▸ Records from a dataset:
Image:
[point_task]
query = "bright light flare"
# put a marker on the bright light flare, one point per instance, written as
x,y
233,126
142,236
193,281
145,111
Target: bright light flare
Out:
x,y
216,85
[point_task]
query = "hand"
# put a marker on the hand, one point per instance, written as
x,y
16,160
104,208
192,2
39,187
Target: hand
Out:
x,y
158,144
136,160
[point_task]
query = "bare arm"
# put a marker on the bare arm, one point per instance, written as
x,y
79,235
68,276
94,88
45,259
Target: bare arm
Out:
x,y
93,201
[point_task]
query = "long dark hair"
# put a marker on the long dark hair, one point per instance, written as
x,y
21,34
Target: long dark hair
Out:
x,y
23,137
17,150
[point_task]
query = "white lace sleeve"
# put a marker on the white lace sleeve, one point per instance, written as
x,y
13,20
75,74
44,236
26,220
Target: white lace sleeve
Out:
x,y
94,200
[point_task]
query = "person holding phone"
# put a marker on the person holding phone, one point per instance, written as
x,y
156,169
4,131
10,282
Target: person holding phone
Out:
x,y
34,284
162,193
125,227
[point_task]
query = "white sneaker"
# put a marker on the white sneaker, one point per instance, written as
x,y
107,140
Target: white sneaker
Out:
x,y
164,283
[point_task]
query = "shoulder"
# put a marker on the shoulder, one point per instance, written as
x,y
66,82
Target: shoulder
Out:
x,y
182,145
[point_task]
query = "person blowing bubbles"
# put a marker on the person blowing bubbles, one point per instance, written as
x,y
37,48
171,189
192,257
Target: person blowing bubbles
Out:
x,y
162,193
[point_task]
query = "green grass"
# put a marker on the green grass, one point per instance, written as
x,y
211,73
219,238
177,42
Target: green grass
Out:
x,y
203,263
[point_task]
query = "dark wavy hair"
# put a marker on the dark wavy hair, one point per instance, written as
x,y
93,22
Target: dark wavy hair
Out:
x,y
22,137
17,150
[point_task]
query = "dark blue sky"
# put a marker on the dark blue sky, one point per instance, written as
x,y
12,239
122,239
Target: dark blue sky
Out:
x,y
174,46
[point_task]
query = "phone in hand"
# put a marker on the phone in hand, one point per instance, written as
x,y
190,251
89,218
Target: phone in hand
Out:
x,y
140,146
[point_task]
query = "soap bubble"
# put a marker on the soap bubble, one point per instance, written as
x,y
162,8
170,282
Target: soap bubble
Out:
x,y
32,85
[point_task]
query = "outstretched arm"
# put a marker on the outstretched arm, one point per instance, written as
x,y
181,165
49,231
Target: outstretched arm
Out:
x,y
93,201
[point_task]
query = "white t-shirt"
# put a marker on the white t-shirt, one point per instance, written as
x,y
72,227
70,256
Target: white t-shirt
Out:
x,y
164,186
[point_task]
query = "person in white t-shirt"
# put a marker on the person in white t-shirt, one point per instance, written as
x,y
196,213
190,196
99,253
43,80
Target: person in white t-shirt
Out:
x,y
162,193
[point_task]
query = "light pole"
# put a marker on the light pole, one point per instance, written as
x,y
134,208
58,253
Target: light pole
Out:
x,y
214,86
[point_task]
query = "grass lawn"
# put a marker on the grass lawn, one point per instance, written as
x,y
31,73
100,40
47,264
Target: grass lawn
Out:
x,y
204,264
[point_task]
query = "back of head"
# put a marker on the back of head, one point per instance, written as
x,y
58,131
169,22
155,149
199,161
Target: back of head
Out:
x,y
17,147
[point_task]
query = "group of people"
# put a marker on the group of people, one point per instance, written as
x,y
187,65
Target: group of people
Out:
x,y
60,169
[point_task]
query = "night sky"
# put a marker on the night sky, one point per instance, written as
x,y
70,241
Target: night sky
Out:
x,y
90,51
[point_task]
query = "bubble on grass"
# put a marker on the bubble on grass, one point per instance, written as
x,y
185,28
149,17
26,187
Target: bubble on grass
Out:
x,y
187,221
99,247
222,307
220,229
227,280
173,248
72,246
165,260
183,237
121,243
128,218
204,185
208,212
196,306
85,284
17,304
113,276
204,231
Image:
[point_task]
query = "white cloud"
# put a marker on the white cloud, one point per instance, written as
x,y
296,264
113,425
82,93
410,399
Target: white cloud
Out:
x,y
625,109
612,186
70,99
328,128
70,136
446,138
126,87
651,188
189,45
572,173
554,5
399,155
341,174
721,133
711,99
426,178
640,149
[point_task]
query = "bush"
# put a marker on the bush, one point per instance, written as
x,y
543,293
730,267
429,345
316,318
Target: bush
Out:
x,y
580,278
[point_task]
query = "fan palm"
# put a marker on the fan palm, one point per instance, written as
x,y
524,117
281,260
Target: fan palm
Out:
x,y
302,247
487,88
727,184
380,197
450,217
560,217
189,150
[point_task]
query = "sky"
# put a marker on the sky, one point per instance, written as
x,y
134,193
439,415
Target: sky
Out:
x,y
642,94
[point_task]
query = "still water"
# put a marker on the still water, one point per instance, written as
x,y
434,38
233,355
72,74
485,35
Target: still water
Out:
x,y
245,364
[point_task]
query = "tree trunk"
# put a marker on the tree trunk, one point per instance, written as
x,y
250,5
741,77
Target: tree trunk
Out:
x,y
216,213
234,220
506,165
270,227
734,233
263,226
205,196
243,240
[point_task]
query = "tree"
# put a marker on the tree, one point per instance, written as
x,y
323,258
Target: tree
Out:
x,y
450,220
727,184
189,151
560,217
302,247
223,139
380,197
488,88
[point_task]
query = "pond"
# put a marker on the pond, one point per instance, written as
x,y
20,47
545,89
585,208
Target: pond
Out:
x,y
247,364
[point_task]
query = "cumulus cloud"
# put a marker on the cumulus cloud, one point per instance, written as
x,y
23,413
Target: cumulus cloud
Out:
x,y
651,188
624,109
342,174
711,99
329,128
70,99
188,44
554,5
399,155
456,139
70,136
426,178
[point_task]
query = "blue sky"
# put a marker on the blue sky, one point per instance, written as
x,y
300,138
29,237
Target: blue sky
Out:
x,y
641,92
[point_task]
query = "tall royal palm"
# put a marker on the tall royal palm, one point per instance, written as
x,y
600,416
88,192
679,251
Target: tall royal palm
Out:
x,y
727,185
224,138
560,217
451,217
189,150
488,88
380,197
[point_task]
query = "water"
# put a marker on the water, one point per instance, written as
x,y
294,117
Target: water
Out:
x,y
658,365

▸ WORK INSTRUCTIONS: Select every line of the records above that contains the word "phone", and copy each one. Case counts.

▸ REPLY TO THE EXERCISE:
query = "person holding phone"
# put a marker on the person holding phone, one point per instance, written as
Target: person holding phone
query = "phone in hand"
# put a marker on the phone in hand, one point per instance, written as
Target: phone in hand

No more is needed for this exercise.